» **Task**
Every line below that holds the string "cake" should be copied out.

━━━━━━━━━━━━━━━━

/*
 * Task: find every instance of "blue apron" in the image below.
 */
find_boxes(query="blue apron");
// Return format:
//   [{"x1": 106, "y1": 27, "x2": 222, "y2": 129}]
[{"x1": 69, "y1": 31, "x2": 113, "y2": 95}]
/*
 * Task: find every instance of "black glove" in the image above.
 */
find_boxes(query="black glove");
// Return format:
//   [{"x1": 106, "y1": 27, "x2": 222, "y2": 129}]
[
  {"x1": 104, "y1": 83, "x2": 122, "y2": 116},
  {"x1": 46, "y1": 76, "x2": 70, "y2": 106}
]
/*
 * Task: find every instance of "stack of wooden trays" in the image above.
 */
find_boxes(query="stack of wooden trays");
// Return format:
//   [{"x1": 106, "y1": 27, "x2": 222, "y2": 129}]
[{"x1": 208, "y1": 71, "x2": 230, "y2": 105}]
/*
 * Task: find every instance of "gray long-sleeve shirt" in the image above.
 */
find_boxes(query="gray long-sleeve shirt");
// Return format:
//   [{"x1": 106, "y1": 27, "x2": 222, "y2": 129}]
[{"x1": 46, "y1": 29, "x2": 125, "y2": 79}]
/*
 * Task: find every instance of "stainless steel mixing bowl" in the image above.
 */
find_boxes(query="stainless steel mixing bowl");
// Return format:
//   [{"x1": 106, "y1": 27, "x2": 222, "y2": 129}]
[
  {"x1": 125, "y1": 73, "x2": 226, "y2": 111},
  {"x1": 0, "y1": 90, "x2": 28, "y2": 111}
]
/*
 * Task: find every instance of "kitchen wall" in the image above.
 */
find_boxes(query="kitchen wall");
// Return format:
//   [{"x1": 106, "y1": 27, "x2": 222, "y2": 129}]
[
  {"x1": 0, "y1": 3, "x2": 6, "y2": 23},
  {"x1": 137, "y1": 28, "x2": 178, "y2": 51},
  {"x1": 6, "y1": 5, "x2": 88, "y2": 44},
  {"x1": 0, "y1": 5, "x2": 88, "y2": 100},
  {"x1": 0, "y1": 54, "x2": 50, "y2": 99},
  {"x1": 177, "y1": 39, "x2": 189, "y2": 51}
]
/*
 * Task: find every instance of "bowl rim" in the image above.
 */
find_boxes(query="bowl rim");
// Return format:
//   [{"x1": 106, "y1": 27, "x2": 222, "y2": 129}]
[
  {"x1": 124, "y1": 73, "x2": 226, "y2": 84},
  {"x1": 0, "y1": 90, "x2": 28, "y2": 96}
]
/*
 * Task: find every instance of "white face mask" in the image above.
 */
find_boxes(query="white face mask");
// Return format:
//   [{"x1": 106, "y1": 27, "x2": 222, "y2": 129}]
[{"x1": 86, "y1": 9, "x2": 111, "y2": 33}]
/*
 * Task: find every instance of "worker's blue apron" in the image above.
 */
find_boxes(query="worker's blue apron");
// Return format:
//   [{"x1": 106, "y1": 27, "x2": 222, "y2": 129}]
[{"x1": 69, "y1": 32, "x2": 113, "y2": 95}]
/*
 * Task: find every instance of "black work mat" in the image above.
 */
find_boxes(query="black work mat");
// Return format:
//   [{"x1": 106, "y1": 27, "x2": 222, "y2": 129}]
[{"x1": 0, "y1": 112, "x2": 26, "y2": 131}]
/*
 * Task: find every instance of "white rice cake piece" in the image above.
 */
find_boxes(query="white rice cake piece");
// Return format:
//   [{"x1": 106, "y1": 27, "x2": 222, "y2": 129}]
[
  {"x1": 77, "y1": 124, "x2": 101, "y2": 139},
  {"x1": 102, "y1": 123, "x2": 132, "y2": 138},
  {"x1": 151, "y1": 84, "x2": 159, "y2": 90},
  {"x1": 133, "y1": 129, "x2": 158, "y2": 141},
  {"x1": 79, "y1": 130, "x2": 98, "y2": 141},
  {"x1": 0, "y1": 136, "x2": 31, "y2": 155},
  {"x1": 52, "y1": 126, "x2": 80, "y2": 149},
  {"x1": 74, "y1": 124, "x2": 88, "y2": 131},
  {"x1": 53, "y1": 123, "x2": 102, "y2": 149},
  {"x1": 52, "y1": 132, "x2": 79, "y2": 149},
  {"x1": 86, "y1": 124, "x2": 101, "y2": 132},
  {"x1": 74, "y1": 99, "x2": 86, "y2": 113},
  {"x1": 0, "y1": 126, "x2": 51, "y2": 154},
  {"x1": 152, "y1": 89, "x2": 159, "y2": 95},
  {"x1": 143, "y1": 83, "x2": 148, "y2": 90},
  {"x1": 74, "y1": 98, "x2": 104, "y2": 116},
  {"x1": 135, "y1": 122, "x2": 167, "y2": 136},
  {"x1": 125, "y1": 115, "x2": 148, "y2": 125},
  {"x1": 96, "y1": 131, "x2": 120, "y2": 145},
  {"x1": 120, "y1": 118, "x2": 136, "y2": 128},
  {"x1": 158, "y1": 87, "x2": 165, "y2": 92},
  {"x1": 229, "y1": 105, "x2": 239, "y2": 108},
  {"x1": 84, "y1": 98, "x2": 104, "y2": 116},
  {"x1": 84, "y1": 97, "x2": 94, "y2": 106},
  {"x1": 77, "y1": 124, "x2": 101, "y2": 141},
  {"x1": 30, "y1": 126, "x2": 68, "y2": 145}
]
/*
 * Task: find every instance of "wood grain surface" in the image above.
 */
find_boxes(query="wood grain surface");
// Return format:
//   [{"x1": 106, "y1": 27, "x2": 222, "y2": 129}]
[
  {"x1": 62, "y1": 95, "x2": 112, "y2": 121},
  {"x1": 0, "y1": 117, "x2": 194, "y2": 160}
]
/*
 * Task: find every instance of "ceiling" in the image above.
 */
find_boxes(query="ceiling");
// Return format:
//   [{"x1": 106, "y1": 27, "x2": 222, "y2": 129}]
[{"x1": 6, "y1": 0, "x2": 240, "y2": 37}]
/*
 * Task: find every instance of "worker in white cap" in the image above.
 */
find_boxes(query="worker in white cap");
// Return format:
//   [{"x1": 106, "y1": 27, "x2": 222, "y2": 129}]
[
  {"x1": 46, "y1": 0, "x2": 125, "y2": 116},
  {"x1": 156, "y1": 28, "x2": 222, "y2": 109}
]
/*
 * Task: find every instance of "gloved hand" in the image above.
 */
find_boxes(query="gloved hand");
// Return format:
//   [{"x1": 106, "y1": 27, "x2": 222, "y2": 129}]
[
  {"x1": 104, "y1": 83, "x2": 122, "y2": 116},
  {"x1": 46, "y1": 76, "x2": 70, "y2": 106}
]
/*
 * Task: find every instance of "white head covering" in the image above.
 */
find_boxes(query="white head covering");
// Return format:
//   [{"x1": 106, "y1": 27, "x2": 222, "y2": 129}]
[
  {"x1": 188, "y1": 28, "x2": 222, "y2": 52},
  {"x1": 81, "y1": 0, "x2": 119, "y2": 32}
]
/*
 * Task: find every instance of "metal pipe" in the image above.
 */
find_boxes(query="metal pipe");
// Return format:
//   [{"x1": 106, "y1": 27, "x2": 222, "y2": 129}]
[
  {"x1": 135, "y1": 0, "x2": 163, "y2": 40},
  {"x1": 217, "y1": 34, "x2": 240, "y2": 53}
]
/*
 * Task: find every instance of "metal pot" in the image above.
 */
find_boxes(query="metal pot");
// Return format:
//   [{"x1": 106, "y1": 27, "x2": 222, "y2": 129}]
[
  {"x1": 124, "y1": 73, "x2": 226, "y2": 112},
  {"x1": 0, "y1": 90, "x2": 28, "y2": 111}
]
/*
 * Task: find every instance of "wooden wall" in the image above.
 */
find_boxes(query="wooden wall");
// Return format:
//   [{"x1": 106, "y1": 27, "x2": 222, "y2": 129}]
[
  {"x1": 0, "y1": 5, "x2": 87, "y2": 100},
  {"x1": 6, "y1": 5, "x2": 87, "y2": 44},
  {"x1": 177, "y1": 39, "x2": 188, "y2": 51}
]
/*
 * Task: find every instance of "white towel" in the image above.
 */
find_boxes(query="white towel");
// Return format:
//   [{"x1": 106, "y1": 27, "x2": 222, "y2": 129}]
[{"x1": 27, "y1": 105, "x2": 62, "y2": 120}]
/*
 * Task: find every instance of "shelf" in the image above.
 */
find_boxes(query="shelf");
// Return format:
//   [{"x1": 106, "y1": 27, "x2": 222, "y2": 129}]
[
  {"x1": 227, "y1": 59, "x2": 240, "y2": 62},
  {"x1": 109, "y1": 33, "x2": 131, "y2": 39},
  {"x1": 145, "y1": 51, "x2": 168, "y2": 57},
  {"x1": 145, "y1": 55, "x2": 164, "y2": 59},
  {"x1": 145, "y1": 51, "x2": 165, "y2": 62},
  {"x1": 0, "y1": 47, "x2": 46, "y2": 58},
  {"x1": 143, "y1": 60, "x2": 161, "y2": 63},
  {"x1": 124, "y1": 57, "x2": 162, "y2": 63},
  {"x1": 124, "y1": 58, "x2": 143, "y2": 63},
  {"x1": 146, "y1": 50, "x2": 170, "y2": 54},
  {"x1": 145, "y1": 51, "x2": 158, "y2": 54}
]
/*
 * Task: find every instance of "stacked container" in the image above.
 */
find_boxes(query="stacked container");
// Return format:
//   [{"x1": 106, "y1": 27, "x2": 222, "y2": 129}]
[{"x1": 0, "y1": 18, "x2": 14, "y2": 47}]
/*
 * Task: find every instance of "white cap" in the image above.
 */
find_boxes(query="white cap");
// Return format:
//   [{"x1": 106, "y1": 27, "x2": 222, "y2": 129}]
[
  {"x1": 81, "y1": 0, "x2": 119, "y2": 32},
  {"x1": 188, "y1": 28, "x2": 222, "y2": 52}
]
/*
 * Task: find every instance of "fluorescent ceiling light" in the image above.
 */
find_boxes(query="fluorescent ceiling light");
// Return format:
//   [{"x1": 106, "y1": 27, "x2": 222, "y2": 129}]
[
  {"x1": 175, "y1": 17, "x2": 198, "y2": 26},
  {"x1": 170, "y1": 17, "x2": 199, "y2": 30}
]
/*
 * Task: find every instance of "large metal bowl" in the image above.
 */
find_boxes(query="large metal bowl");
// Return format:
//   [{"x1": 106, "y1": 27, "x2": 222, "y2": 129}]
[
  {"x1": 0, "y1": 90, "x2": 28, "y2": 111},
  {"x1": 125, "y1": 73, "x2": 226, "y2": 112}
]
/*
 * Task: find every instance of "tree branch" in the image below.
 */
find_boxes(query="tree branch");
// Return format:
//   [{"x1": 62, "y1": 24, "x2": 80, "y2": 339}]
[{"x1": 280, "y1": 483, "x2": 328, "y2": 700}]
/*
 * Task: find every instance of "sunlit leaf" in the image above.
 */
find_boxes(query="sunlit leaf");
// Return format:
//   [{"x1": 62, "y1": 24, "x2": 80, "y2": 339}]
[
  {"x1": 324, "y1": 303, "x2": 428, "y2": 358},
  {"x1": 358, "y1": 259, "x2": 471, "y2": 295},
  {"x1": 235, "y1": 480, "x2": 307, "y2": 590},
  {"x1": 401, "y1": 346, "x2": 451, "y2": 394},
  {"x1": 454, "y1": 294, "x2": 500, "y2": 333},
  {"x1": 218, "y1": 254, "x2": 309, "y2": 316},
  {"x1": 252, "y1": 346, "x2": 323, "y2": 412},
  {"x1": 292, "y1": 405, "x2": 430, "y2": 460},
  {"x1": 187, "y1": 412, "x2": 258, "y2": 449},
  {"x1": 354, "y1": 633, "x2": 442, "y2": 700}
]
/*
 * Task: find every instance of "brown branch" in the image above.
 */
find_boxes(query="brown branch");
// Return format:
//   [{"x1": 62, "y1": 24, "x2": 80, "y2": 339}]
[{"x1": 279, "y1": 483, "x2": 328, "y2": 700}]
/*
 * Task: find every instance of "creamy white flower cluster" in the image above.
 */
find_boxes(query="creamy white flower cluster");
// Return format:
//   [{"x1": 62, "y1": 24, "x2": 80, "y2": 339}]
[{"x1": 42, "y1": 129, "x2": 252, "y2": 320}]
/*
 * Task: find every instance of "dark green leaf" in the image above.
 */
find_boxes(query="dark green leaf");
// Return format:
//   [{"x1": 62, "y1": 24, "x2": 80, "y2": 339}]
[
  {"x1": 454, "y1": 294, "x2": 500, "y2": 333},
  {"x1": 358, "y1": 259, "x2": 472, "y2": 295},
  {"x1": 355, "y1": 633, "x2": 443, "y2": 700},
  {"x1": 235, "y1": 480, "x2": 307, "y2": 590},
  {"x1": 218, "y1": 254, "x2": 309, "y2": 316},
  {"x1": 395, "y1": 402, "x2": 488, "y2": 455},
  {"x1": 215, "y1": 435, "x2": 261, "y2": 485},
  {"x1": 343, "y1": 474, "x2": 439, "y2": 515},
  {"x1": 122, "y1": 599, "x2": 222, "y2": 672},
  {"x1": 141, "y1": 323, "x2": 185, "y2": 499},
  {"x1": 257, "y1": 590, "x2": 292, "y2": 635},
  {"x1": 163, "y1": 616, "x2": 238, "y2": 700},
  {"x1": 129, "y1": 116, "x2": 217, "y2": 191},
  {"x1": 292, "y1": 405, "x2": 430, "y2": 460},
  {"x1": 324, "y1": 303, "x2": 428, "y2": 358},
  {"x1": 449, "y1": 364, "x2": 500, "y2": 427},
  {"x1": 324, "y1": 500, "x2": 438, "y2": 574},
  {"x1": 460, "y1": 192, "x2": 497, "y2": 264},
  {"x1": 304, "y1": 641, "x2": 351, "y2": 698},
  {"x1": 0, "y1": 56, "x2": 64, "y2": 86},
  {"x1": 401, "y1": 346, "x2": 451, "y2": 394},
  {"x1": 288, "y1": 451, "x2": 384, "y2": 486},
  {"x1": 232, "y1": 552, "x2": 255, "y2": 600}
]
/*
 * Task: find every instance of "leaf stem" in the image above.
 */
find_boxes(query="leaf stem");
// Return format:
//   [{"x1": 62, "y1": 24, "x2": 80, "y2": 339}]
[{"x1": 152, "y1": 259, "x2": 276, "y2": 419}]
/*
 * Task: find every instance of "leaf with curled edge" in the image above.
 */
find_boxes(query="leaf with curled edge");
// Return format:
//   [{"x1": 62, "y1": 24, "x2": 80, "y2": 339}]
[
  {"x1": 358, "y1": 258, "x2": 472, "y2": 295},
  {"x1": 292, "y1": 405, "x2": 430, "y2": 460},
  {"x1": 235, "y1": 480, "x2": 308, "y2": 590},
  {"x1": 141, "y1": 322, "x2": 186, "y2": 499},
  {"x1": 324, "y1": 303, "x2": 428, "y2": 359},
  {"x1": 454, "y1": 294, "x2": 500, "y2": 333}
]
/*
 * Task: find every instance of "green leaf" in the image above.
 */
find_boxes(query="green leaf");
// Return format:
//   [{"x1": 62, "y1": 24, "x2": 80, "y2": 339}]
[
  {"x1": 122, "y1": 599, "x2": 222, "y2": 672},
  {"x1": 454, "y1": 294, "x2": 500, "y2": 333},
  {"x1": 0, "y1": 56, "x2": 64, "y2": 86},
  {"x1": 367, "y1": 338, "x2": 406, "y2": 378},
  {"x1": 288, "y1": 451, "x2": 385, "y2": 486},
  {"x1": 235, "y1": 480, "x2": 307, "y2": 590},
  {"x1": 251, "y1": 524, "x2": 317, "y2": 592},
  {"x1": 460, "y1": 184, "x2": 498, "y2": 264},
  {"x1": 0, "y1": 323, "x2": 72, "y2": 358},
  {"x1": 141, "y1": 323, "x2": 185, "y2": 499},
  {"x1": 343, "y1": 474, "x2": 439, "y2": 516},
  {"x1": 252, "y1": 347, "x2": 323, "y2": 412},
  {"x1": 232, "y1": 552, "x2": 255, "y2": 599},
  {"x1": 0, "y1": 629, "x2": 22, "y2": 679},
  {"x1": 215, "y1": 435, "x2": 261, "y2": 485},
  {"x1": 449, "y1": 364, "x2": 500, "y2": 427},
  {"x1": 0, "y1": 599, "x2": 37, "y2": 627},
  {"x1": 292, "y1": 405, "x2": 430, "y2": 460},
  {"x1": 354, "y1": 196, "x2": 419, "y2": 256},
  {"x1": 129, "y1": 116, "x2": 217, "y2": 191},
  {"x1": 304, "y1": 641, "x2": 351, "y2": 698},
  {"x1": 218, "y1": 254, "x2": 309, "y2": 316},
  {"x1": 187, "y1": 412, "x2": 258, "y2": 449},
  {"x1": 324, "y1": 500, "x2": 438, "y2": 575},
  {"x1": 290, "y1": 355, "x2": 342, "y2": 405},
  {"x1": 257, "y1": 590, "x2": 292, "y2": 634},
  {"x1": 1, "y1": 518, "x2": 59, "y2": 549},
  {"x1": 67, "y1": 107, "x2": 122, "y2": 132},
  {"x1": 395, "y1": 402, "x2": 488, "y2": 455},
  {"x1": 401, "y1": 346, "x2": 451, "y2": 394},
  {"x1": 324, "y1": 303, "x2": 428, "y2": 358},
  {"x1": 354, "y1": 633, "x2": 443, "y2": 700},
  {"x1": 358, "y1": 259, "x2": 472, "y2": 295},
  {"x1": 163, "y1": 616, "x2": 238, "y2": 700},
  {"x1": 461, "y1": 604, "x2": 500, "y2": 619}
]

━━━━━━━━━━━━━━━━

» **The answer**
 * Task: find every instance of "white rice cake piece" in the image above.
find_boxes(query="white rice cake piece");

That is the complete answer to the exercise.